-- start --

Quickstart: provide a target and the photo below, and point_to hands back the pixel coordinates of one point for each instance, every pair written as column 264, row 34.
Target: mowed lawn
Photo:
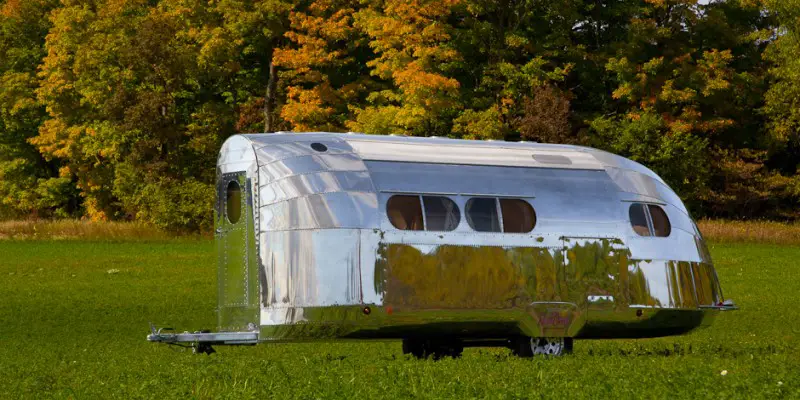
column 74, row 316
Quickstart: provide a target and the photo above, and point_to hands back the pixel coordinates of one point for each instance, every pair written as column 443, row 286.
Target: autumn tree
column 29, row 184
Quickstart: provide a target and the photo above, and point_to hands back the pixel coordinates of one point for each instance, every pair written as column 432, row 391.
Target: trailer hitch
column 200, row 341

-- end --

● **What is expected**: Extract every line of the rows above verbatim, omitting the pictures.

● **Correct result**:
Quickstart: provide a target and the photo below, and point_to hands back the pixel coordinates of one point for each instance, every pair written as column 264, row 34.
Target: mowed lawn
Photo:
column 74, row 316
Quickstart: provide a target and the photo above, and point_to hands back the pixel coordinates of one point for each instance, every pair written as column 443, row 286.
Target: autumn tree
column 29, row 184
Quickstart: provide a target and the photo above, and point_to hands back the pixel coordinates of one point for each instance, every pair written as column 432, row 391.
Target: trailer hitch
column 200, row 341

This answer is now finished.